#### Available records
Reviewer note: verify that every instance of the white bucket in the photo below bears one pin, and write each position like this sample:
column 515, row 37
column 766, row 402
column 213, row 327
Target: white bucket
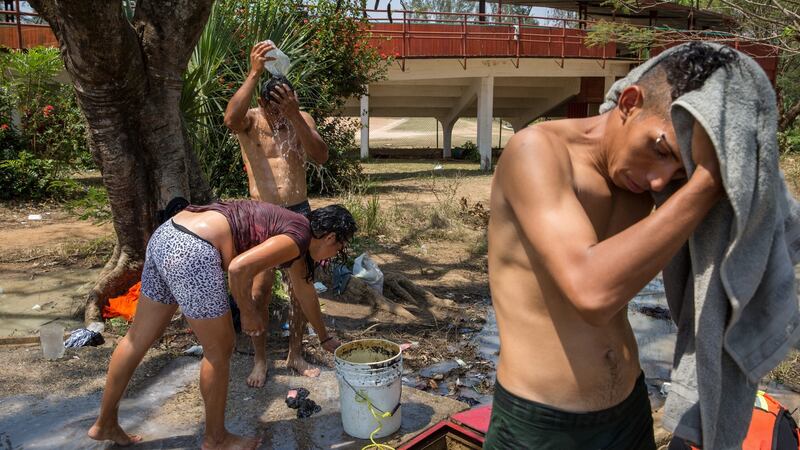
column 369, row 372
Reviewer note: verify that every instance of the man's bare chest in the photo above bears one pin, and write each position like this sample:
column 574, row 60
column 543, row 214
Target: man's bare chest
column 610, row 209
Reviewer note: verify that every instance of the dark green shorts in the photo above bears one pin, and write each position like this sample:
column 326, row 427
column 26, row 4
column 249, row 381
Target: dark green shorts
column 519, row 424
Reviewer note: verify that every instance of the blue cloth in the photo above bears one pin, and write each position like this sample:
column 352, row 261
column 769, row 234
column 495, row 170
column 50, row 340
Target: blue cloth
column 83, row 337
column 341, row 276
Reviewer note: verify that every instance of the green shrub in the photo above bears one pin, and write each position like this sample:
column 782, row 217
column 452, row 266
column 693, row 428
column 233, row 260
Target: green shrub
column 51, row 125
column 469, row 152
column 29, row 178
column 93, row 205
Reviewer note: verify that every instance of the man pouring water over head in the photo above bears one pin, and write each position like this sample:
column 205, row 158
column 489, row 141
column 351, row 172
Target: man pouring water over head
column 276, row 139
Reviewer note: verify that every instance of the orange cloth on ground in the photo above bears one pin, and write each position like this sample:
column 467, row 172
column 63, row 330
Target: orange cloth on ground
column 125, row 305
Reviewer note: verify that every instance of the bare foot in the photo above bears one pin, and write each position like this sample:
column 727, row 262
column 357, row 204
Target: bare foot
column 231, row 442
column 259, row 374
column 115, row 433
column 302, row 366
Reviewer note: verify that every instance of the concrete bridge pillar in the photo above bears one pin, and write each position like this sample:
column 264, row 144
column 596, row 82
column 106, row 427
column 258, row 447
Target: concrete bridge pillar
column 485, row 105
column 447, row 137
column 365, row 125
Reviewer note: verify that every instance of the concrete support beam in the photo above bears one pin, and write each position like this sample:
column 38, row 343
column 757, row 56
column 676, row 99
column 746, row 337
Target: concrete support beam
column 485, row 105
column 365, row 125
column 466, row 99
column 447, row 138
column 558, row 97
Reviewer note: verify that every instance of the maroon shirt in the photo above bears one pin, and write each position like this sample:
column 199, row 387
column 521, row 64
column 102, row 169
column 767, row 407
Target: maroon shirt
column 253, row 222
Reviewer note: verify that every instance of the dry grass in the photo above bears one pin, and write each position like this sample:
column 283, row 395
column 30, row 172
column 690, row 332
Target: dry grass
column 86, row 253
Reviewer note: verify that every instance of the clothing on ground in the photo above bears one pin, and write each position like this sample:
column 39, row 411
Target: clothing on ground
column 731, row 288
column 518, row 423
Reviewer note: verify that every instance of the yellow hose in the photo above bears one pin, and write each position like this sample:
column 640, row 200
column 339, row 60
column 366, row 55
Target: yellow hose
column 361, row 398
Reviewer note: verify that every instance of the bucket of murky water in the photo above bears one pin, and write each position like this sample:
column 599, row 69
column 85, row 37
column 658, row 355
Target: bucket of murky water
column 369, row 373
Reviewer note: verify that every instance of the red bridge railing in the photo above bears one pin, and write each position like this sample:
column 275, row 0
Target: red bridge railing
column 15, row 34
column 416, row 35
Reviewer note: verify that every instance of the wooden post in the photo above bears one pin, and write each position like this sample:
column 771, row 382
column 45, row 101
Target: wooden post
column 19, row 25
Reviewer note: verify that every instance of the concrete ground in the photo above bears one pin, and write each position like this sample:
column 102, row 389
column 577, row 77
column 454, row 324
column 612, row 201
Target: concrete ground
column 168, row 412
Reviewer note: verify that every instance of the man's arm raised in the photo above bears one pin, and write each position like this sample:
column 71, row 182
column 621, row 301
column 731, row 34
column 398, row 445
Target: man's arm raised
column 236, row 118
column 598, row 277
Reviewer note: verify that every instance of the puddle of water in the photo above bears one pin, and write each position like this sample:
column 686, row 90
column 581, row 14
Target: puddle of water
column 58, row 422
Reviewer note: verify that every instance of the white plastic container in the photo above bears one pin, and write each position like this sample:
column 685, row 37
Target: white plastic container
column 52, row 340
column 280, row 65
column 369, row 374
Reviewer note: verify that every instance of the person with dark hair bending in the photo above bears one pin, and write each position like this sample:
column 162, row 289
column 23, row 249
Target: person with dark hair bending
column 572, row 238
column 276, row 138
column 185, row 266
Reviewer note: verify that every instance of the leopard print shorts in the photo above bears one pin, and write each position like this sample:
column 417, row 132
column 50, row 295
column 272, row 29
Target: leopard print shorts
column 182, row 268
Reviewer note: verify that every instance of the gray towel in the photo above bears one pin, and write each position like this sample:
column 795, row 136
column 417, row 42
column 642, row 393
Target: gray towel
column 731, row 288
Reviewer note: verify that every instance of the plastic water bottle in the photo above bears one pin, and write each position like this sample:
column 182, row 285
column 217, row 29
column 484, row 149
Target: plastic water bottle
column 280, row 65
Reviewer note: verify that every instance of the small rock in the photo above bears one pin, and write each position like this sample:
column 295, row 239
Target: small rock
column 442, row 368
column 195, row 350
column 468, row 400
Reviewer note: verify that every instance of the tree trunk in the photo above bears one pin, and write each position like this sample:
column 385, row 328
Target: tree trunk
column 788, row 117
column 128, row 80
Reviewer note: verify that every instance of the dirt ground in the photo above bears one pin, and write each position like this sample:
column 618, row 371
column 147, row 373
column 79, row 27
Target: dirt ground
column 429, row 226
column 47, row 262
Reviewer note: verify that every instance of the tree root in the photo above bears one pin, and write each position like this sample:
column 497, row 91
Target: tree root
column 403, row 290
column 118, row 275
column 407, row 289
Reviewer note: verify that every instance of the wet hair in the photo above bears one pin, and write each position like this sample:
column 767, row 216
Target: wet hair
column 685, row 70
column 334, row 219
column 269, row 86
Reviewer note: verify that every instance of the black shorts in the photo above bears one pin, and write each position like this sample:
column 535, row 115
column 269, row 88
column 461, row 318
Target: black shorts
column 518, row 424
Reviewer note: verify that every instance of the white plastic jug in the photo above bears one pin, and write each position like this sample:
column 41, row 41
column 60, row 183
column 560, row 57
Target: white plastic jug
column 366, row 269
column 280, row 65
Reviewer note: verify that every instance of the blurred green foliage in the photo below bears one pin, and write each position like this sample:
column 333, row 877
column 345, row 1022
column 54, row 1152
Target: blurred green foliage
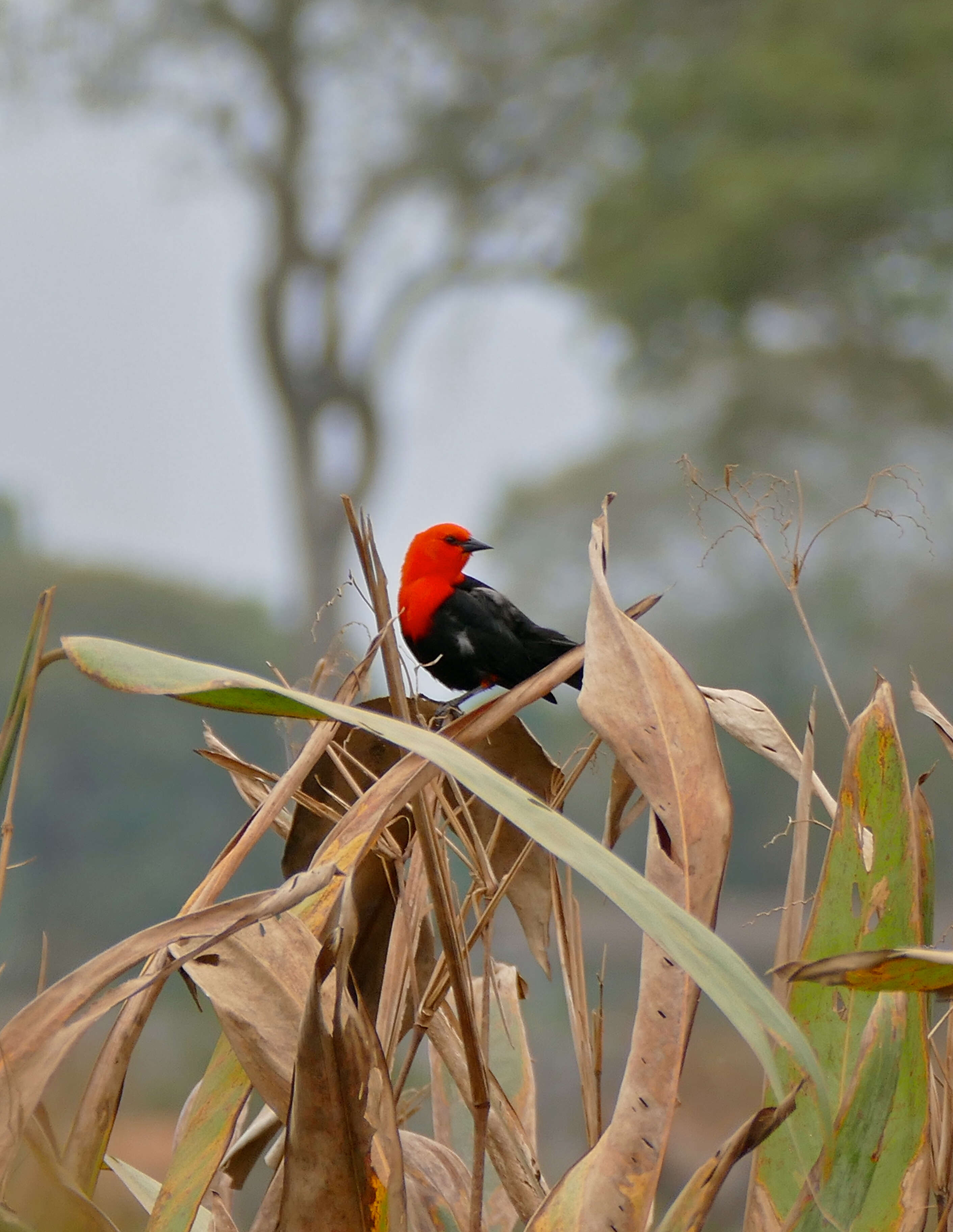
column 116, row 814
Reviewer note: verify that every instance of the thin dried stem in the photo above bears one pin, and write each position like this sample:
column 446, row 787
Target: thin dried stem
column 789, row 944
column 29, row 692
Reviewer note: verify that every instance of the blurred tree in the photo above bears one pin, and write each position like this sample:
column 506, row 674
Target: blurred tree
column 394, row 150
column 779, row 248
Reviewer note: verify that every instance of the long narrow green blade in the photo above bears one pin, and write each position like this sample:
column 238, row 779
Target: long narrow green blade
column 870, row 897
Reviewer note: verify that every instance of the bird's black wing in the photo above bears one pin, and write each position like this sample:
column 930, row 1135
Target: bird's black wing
########
» **Request**:
Recast the items, starting at the line that contains "Reviewer note: verify that every instance of the blurred tree" and ending at the final line of the items, as a JSON list of strings with one string per line and blank lines omitted.

» **Response to this task**:
[
  "Reviewer note: verify that every instance of the blurred tree in the photo above bears one pin, and write each position like this sample:",
  "column 506, row 674",
  "Target: blurred tree",
  "column 394, row 150",
  "column 779, row 248",
  "Reviewer note: verify that every instance of the long narrow green blade in the photo above bears one pin, and write each position like this sample:",
  "column 238, row 779",
  "Target: long narrow green blade",
  "column 870, row 897",
  "Reviewer note: verify that every instance of the bird's black wing in the photo above bears one pin, and write each position like this sample:",
  "column 930, row 1135",
  "Target: bird's black wing"
]